DATASET EXTRACT |
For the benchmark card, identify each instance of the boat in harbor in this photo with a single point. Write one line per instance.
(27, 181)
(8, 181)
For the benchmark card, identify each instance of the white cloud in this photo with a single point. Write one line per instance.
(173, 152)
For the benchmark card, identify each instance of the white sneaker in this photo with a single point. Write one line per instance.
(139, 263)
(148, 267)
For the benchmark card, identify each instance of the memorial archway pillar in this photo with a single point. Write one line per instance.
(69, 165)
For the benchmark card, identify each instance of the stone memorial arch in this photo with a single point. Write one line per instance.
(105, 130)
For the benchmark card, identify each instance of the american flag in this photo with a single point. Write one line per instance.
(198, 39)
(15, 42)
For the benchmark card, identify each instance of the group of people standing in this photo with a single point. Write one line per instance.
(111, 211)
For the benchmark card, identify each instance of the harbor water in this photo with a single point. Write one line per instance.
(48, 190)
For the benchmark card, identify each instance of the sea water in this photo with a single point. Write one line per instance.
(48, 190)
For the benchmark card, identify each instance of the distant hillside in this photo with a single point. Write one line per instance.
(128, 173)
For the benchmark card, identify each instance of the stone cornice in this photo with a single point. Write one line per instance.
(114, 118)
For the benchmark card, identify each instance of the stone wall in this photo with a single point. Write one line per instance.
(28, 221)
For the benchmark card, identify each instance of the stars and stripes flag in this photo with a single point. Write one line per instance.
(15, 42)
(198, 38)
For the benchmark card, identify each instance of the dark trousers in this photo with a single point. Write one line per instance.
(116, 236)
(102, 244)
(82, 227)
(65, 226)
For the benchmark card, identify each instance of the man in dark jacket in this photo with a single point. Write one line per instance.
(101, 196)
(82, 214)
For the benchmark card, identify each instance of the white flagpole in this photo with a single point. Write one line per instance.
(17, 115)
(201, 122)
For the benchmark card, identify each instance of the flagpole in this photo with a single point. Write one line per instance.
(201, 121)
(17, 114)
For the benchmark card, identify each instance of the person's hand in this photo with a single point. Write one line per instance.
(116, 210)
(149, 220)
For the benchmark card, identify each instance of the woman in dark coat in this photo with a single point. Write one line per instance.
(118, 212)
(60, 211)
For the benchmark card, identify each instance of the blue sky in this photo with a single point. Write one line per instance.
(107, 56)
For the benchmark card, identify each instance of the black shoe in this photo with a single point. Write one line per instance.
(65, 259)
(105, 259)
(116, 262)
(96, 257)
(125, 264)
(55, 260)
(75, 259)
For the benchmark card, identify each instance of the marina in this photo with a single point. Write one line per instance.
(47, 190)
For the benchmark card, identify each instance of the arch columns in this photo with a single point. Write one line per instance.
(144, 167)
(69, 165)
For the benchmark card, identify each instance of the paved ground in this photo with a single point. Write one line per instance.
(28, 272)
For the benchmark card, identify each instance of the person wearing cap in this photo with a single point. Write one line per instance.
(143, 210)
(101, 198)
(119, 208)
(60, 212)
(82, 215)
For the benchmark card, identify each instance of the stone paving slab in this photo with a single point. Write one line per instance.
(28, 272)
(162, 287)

SHORT TASK | Output the whole listing above again, word for word.

SOLUTION TO THE EXERCISE |
For the benchmark card, identify each instance of the boat in harbor in this photo with a single point. Write one line per instance.
(27, 181)
(8, 181)
For the benchmark card, identify each instance of the white cloud in this photo with a single point. Write one line per instance.
(173, 152)
For the benchmark card, identify each instance of the white sneaker in this photo with a single point. Write one line per instance.
(139, 263)
(148, 267)
For the benchmark card, identify each instance of the memorial archway pillar in this photo with a single point. Write one line per instance.
(69, 165)
For the benchmark card, identify each instance of the stone memorial arch in this photo with a single point. Write one line per instance.
(105, 130)
For the benchmark card, identify each instance of the american flag in this photo with a single point. Write one line per instance.
(198, 39)
(15, 42)
For the benchmark card, identify each instance of the group of people standing in this photo with a single point. Write one line per instance.
(111, 211)
For the benchmark card, identify each instance of the harbor water in this photo with a single point. Write one line per instance.
(48, 190)
For the benchmark card, identify each instance of the sea water in this photo with a single point. Write one line per instance.
(48, 190)
For the benchmark card, identify each instance of the distant hillside in this photo with a single point. Write one line per instance.
(128, 173)
For the benchmark card, identify each instance of the stone cornice in this photo with a single point. Write one line per instance.
(114, 118)
For the benchmark card, identify each instance of the stone wall in this photo with a single point. Write one line per instance.
(28, 221)
For the benchmark card, identify each instance of the stars and stripes flag in this photo with a single point. Write one line per instance.
(15, 42)
(198, 38)
For the benchmark card, identify each instance of the dark trousers in this photo with a single point. Write one line per instance.
(116, 236)
(102, 244)
(82, 227)
(65, 226)
For the benchmark card, identify each instance of the man in dark jacket in this photo with a single point. Write one line per instance.
(101, 196)
(82, 214)
For the benchmark card, identify each instance of the white flagpole in this photo with a single point. Write one line per instance.
(17, 115)
(201, 122)
For the benchmark card, identify each instance of the flagpole in this photo with a single point. Write one line per instance.
(201, 121)
(17, 114)
For the benchmark card, identify each instance of the person's hand in this photo with a single point. Write one line per instance.
(116, 210)
(149, 220)
For the benchmark card, identify each instance of the woman in dark coat in this photo with a single point. Write one line per instance.
(118, 212)
(60, 211)
For the benchmark card, identify each instance of the blue sky in this photo with a single point. Write one line per instance.
(107, 56)
For the benchmark card, identify each instance of the black shoe in this photo with a single point. Write one line per instance.
(65, 259)
(105, 259)
(116, 262)
(96, 257)
(125, 264)
(55, 260)
(75, 259)
For the benchmark card, identify each instance of the marina in this photo with a single point. Write one line per instance.
(47, 190)
For the benchmark card, identify each instance of the arch columns in this photo with a single point. Write one line per instance.
(144, 167)
(69, 165)
For the benchmark card, identify each instance of the paved ground in this photo with a single point. Write one line per instance.
(28, 272)
For the benchmark card, identify each instance of the person wearing cap in this photo with a single point. Write one line per instance.
(143, 210)
(101, 198)
(119, 208)
(60, 212)
(82, 215)
For the benchmark card, identify each instance of the stone paving slab in this photo with a single point. Write one line per instance.
(28, 272)
(162, 287)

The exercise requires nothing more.